- **TEXT SHOWN**
====================

At the end of her interviews, Krista Tippett, host of the On Being podcast, has taken to asking her guests some form of the following question:

What is giving you cause for hope right now?

With dire warnings from U.N. Scientists that we have little more than a decade to get climate change under control, the deadly California wildfires, widening political divides, and toxic tweets meant to fuel fear and incite anger, it seems a question especially relevant to our times. When we train our attention on all of the individual and collective problems around us, it is far too easy to lose hope. Since hope deferred makes the heart sick (Proverbs 13:6), and if, as Ms. Tippett suggests, hope can become a practice that becomes a resource for living with the life we have, I’ve decided hers is a question worth answering on a daily basis. Maybe you would like to join me.

As I have embarked on this new spiritual practice, my eyes are beginning to glimpse causes for hope everywhere, and in unexpected places. 

The Lyft driver who fled Vietnam decades ago, who has a business that exports old plastic fishing nets used on commercial fishing boats back to his home country where they are put to use by fishermen there. When no longer useable, they are melted down and reused to manufacture other goods. Prior to his business, many of those nets were simply discarded into the ocean.

====================

- **DATASET ENTRIES**
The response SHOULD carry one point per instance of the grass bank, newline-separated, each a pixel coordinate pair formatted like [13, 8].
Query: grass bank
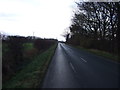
[101, 53]
[32, 75]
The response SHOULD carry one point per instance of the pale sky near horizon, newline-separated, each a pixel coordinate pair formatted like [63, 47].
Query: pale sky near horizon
[46, 18]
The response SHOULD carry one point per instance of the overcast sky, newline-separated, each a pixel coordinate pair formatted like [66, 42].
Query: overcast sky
[46, 18]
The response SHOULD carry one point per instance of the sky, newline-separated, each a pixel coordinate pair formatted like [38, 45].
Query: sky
[44, 18]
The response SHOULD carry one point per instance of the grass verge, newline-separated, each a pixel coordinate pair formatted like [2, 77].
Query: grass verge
[101, 53]
[32, 75]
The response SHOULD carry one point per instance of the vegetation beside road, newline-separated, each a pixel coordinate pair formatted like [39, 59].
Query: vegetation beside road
[20, 51]
[32, 75]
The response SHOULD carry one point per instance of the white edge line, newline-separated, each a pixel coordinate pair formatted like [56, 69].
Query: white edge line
[83, 59]
[72, 67]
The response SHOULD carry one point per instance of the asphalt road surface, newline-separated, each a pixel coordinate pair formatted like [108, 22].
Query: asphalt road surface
[73, 68]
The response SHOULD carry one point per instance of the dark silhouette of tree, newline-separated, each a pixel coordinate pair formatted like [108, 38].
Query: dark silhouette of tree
[95, 25]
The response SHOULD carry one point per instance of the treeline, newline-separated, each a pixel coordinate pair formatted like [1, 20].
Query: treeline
[15, 50]
[96, 25]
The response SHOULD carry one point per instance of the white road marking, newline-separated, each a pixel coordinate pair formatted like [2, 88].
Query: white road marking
[83, 59]
[72, 67]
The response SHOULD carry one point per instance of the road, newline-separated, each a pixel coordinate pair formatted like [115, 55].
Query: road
[73, 68]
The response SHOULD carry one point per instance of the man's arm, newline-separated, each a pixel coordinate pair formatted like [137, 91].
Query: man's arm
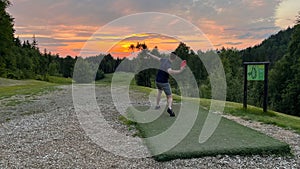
[153, 56]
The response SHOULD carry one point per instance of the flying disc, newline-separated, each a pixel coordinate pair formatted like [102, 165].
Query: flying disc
[183, 63]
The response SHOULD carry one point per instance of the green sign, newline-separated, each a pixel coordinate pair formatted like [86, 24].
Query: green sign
[256, 72]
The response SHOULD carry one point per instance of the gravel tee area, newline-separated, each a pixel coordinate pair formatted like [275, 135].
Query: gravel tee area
[45, 133]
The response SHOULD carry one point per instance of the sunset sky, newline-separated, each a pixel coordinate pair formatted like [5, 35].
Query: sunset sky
[64, 26]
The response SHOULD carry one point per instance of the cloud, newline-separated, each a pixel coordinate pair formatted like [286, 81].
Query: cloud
[234, 43]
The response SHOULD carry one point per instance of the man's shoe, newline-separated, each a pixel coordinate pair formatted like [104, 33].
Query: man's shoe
[172, 114]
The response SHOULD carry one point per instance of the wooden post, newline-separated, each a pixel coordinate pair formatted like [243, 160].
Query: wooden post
[265, 105]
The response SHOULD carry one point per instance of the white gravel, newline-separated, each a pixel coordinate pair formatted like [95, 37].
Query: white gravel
[45, 133]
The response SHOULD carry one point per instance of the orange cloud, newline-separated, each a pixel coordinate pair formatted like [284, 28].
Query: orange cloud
[164, 43]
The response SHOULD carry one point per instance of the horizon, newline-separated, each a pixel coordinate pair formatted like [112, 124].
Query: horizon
[64, 27]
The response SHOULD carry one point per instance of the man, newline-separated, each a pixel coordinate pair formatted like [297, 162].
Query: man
[162, 79]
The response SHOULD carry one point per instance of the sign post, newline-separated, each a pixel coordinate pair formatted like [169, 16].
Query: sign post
[256, 71]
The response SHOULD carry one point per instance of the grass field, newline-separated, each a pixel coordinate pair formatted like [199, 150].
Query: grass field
[229, 138]
[236, 109]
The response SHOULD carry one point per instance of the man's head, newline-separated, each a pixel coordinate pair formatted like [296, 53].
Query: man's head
[173, 56]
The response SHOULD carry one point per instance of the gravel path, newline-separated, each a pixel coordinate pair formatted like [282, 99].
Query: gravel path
[45, 133]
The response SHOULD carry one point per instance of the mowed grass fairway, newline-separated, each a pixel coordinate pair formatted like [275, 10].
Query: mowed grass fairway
[229, 138]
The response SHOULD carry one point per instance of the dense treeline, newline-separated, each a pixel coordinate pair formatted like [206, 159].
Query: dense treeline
[281, 50]
[23, 60]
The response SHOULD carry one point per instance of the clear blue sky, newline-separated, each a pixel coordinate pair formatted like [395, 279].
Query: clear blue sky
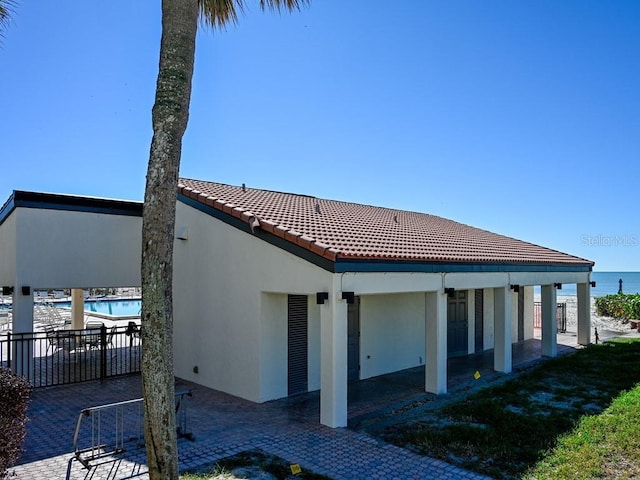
[519, 117]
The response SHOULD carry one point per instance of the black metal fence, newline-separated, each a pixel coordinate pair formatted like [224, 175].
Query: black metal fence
[561, 316]
[59, 357]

====================

- **WHAT THE EXERCISE ASKS**
Copy out the entire passage about finding causes for hope, which appears above the listing, word for word with nothing changed.

- **RESPONSE AREA**
At the end of her interviews, Krista Tippett, host of the On Being podcast, has taken to asking her guests some form of the following question:

What is giving you cause for hope right now?

With dire warnings from U.N. Scientists that we have little more than a decade to get climate change under control, the deadly California wildfires, widening political divides, and toxic tweets meant to fuel fear and incite anger, it seems a question especially relevant to our times. When we train our attention on all of the individual and collective problems around us, it is far too easy to lose hope. Since hope deferred makes the heart sick (Proverbs 13:6), and if, as Ms. Tippett suggests, hope can become a practice that becomes a resource for living with the life we have, I’ve decided hers is a question worth answering on a daily basis. Maybe you would like to join me.

As I have embarked on this new spiritual practice, my eyes are beginning to glimpse causes for hope everywhere, and in unexpected places. 

The Lyft driver who fled Vietnam decades ago, who has a business that exports old plastic fishing nets used on commercial fishing boats back to his home country where they are put to use by fishermen there. When no longer useable, they are melted down and reused to manufacture other goods. Prior to his business, many of those nets were simply discarded into the ocean.